■ **Selected passage**

%%

My parents taught me that sharing Black American stories of ingenuity and joy — not just despair and hardship — is powerful, and I pass this message on to my four-year-old son, Langston. One of those stories is about Mitchelville, a town that once stood on South Carolina’s Hilton Head Island.
Mitchelville’s legacy remains largely unknown outside the Lowcountry. It was the first self-governed town of formerly enslaved people in the United States. From the first time I heard about it, I knew I had to see it, so I flew down from New York for a four-day trip last July.
After landing at Hilton Head Island Airport, I went straight to the Historic Mitchelville Freedom Park — and felt as if I had stepped back in time. At the entrance, a modest sign read WHERE FREEDOM BEGAN. I thought about that phrase as I walked into the 33-acre reserve, which is filled with massive oaks, Spanish moss, and palmetto trees.

During the Civil War, in late 1861, the Union Army captured Hilton Head. While plantation owners fled the advancing troops in boats, hundreds of enslaved people, then considered “contraband of war” by the Union Army, remained on the island. Because of Hilton Head’s remoteness (the first bridge to the mainland wasn’t built until 1956), not to mention the thousands of Union soldiers, the Confederate Army was unable to retake the land. In 1862, Union general Ormsby Mitchel worked with the community to establish the town of Mitchelville on the grounds of what had previously been the Fish Haul Creek Plantation. Some 3,000 formerly enslaved people lived in freedom there — a notable feat, considering slavery wasn’t abolished until 1865. After the war ended, the departure of the Union Army created a dearth of jobs, causing many residents to leave the island in search of work. The land was returned to the heir of the former owner. By the 1930s, there was nothing left of Mitchelville.

%%

■ **Tasks and exercises**
[a] Reproduce the stretch of the Mitchelville passage from "Mitchelville’s legacy remains" through "trip last July.".
[b] According to the Mitchelville passage, in what year was the first bridge from Hilton Head to the mainland built?
The data that comes after the Mitchelville passage is separate material.

■ **Supplied data**

%%

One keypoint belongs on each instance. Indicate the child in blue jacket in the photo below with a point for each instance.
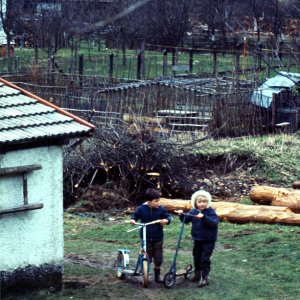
(204, 233)
(150, 211)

%%

■ **Outputs**
[a]
Mitchelville’s legacy remains largely unknown outside the Lowcountry. It was the first self-governed town of formerly enslaved people in the United States. From the first time I heard about it, I knew I had to see it, so I flew down from New York for a four-day trip last July.

[b] 1956